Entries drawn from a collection
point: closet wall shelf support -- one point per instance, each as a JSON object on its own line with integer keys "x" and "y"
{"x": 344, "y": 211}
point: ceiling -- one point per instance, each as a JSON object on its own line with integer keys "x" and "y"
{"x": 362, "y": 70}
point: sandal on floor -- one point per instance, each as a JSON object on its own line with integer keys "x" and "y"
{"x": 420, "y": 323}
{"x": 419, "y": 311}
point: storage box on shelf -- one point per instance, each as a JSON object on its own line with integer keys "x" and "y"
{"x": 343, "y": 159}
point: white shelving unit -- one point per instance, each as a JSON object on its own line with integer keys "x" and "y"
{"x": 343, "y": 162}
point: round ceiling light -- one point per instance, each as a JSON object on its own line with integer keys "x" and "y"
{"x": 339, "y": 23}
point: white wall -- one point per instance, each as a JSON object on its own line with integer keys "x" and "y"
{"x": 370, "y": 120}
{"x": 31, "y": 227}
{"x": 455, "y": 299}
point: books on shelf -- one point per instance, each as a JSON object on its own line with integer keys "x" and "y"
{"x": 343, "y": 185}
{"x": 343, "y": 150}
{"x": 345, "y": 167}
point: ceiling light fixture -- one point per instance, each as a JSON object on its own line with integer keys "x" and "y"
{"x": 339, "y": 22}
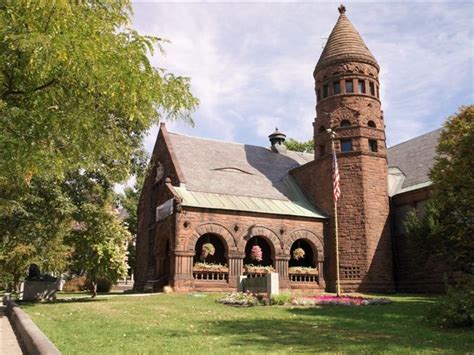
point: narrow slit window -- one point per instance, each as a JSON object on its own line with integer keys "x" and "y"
{"x": 325, "y": 91}
{"x": 346, "y": 145}
{"x": 349, "y": 87}
{"x": 373, "y": 145}
{"x": 322, "y": 150}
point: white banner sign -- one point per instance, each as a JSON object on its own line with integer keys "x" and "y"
{"x": 164, "y": 210}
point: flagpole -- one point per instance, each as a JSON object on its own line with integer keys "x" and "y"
{"x": 338, "y": 282}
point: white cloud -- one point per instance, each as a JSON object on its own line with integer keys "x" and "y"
{"x": 251, "y": 64}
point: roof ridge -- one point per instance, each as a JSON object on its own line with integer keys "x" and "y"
{"x": 231, "y": 142}
{"x": 412, "y": 139}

— Task prompt —
Render every line of the listing above as a numbered list, omitting any blank lines and leaving the pictures out of the answer.

— In response —
1. point: closet wall shelf support -- one point per instance, each as a JSON object on its own line with integer keys "x" and "y"
2. {"x": 344, "y": 211}
3. point: ceiling -- one point per instance, each as a JSON object on its own line with integer keys "x" and "y"
4. {"x": 362, "y": 70}
5. point: sandal on floor -- one point per instance, each as a JSON object on its own line with integer keys "x" and "y"
6. {"x": 420, "y": 323}
7. {"x": 419, "y": 311}
8. point: storage box on shelf -- one point per instance, each as a JSON object on its own line with integer keys "x" and "y"
9. {"x": 343, "y": 159}
10. point: white shelving unit -- one point per instance, each as a JSON object on its own line with integer keys "x" and "y"
11. {"x": 343, "y": 162}
12. point: round ceiling light -- one point per instance, each as a JSON object on its own line with integer keys "x" and "y"
13. {"x": 339, "y": 23}
14. point: white wall -- one point per instance, each as a JSON object on its own line with integer keys "x" and "y"
15. {"x": 370, "y": 120}
16. {"x": 31, "y": 227}
17. {"x": 455, "y": 299}
18. point: books on shelf -- one point per instance, each as a JSON object on its own line with integer keys "x" and "y"
19. {"x": 343, "y": 185}
20. {"x": 343, "y": 150}
21. {"x": 345, "y": 167}
22. point: ceiling light fixture -- one point per instance, each as a JSON object on its own line with integer keys "x" and "y"
23. {"x": 339, "y": 22}
24. point: narrow slit window -- one point per instance, each as a JSON object on its own line with integer keys "x" and "y"
25. {"x": 325, "y": 91}
26. {"x": 346, "y": 145}
27. {"x": 349, "y": 87}
28. {"x": 373, "y": 145}
29. {"x": 322, "y": 150}
30. point: white banner sign -- one point per instance, each as a JSON object on its own line with integer keys "x" and "y"
31. {"x": 164, "y": 210}
32. point: flagpole -- one point per instance, each as a JSON object on its own line with integer keys "x" and "y"
33. {"x": 338, "y": 282}
34. point: white cloud -- one point per instance, each as a JSON object on its own line with integer keys "x" and "y"
35. {"x": 251, "y": 64}
36. point: roof ridge -- one point per instance, each as a JSON object on its own line with integer keys "x" and "y"
37. {"x": 231, "y": 142}
38. {"x": 412, "y": 139}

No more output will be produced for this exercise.